(Free-text object descriptions)

* * * * *

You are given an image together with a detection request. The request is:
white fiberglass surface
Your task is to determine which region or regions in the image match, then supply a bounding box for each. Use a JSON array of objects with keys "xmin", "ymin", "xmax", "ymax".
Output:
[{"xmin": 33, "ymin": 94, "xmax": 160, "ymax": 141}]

* * * * *

### What the task asks
From the line that contains "white fiberglass surface" down to the last line above, print each line exactly as it appears.

### Your solution
white fiberglass surface
Your task is to determine which region or regions in the image match, then supply a bounding box for each. Use a JSON array of objects with keys "xmin", "ymin", "xmax", "ymax".
Output:
[{"xmin": 33, "ymin": 94, "xmax": 160, "ymax": 141}]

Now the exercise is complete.